EXCERPTED RECORDS:
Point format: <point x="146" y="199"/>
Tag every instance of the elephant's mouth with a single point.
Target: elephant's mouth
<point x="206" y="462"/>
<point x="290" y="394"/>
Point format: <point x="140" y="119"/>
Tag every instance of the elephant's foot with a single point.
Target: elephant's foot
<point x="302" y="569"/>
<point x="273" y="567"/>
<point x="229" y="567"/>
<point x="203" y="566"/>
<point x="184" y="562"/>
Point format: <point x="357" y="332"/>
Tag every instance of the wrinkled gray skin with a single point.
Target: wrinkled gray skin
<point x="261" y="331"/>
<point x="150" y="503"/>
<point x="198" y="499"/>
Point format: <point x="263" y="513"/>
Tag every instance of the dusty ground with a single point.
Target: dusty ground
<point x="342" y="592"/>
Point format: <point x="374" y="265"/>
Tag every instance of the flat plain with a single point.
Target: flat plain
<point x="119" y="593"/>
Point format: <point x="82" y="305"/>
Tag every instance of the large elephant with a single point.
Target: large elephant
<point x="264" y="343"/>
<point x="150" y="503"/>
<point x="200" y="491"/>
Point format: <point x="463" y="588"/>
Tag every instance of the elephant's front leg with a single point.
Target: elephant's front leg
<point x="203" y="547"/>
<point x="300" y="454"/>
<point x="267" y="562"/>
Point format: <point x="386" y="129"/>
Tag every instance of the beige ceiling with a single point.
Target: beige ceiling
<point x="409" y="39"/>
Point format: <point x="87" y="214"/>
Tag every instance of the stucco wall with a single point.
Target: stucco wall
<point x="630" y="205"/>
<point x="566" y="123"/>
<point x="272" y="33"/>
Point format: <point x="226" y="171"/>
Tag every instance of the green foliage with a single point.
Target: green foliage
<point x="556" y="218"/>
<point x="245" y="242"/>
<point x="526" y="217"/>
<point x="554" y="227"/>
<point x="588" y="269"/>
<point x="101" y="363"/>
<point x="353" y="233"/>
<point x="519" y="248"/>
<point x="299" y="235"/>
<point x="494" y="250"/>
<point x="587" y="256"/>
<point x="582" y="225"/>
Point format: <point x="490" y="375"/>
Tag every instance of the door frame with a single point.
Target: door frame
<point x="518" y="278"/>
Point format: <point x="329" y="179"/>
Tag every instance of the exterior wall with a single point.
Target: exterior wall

EXERCISE AIM:
Your response needs to restate the lines above exactly.

SOLUTION TO THE EXERCISE:
Point format: <point x="146" y="199"/>
Tag every instance of the elephant's mouth with a single point.
Target: elephant's mouth
<point x="206" y="462"/>
<point x="290" y="394"/>
Point format: <point x="140" y="119"/>
Tag every instance of the elephant's foot with a single point.
Target: elephant's foot
<point x="302" y="569"/>
<point x="273" y="567"/>
<point x="229" y="567"/>
<point x="203" y="566"/>
<point x="184" y="562"/>
Point format: <point x="357" y="332"/>
Tag every instance of the wrinkled gray skin with a single point.
Target: wrinkled gray skin
<point x="261" y="331"/>
<point x="150" y="503"/>
<point x="198" y="499"/>
Point format: <point x="263" y="513"/>
Tag every instance of the dusty ground with a single point.
Target: dusty ground
<point x="342" y="592"/>
Point format: <point x="374" y="265"/>
Tag every instance of the flat plain with a single point.
Target: flat plain
<point x="119" y="593"/>
Point format: <point x="82" y="305"/>
Tag every instance of the large elephant with a single point.
Target: large elephant
<point x="264" y="343"/>
<point x="150" y="503"/>
<point x="200" y="491"/>
Point format: <point x="463" y="588"/>
Tag every instance of the elephant's front leg with a single point.
Target: elephant's front leg
<point x="203" y="547"/>
<point x="300" y="454"/>
<point x="267" y="562"/>
Point format: <point x="386" y="129"/>
Tag every instance of the beige ceiling with a single point.
Target: beige ceiling
<point x="409" y="39"/>
Point format: <point x="87" y="214"/>
Tag every instance of the stucco wall with a single point.
Target: stucco wall
<point x="630" y="205"/>
<point x="566" y="123"/>
<point x="272" y="33"/>
Point format: <point x="226" y="171"/>
Tag every instance of the green foliage with a single point.
Target: green foliage
<point x="556" y="218"/>
<point x="245" y="242"/>
<point x="526" y="217"/>
<point x="554" y="227"/>
<point x="588" y="269"/>
<point x="101" y="363"/>
<point x="353" y="233"/>
<point x="519" y="248"/>
<point x="299" y="235"/>
<point x="494" y="250"/>
<point x="587" y="256"/>
<point x="582" y="225"/>
Point format: <point x="490" y="375"/>
Tag every instance of the door frame with a single point.
Target: door frame
<point x="518" y="278"/>
Point format: <point x="329" y="179"/>
Tag every instance of the exterior wall with a single point.
Target: exterior wall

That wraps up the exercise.